(Coordinate annotation entries)
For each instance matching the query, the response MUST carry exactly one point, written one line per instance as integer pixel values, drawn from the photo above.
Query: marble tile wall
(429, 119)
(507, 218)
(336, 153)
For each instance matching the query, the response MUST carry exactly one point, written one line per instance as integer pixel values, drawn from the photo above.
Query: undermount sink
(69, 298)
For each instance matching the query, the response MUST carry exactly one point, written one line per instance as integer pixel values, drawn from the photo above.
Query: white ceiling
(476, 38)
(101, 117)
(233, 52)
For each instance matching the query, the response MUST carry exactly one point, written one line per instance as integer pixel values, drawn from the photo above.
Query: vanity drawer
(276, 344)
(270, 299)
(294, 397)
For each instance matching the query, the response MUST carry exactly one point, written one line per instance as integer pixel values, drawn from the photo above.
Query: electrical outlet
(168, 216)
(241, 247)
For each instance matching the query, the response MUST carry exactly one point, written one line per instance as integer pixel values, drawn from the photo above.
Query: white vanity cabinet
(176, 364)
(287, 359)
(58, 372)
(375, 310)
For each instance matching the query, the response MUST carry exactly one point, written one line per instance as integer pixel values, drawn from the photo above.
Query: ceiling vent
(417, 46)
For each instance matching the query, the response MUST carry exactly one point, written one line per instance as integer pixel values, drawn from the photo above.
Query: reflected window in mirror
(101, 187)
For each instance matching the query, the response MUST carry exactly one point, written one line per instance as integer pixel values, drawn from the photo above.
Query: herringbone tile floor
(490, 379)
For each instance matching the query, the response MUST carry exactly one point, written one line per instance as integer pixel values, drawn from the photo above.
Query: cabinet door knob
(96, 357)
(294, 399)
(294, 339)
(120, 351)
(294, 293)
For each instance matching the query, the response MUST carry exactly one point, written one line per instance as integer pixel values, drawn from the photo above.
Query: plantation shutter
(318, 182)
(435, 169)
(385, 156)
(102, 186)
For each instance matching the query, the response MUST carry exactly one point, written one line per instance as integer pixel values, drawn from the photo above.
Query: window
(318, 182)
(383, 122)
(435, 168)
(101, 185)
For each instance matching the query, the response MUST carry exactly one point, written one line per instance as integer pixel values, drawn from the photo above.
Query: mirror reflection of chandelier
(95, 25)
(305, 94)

## REQUEST
Your task is to print all of the records exactly.

## FULL OUTPUT
For each instance matching the query, the response MUST carry exactly one point, written one line per instance as integer pixel values, drawn from the photo above.
Query: marble tile wall
(429, 119)
(507, 218)
(336, 153)
For each instance matching the query, the response MUST carry exactly one point, written one line per instance as integer pixel values, drawn from the photo above.
Query: undermount sink
(69, 298)
For each instance matching the query, the response MUST carry exactly one point, written one line per instance as integer pixel values, drawn from the photo above.
Query: white ceiling
(476, 38)
(101, 117)
(233, 52)
For each instance matching the query, the response MUST carry exactly one point, written one line per instance as integer pixel values, drawn from the photo above.
Query: vanity drawer
(276, 344)
(270, 299)
(294, 397)
For each instance matching the query, the response MUST carry exactly one point, written one line per instance as integer pixel values, drawn from the photo above.
Query: electrical outlet
(168, 216)
(241, 247)
For each instance matching the query, the response MUST carry exactly one point, written one line per instance as integer pixel values, drawn from the photo above.
Query: white vanity cabinet
(176, 364)
(287, 359)
(58, 372)
(375, 310)
For each instance matching the query, the response MUST carry exactly one point, written one line per instance as integer pixel values, drawn from the photo above.
Query: ceiling vent
(417, 46)
For each instance matching the query, the response MUST carry exactly one point, written one line per instance as integer pixel values, drawn from the photo above.
Query: reflected window in mirror
(101, 187)
For each instance matching the query, the response MUST carry exactly one point, written one line per instance as integer pixel values, drawn from the photo above.
Query: herringbone tile floor
(490, 379)
For each instance matching the query, the response MUST carry exactly one point, written one line per instance as integer pixel values, drawn from the photo above.
Query: cabinet door knob
(96, 357)
(294, 399)
(294, 339)
(120, 351)
(294, 293)
For each instance matching the query, the response MUST carry exactly one point, written one line per instance as integer pixel values, drawn from the photo above.
Query: plantation shutter
(318, 182)
(435, 169)
(385, 156)
(102, 186)
For each instance matching the query, the response MUST carry exactly one point, written one line per instance as integer pixel values, drawn from the photo above.
Query: window
(318, 182)
(383, 122)
(435, 168)
(101, 185)
For each instance matching the query, the response MUST carry exactly one point, written one line per instance as integer pixel values, drawn from the photo above.
Query: mirror reflection of chandelier
(95, 25)
(305, 94)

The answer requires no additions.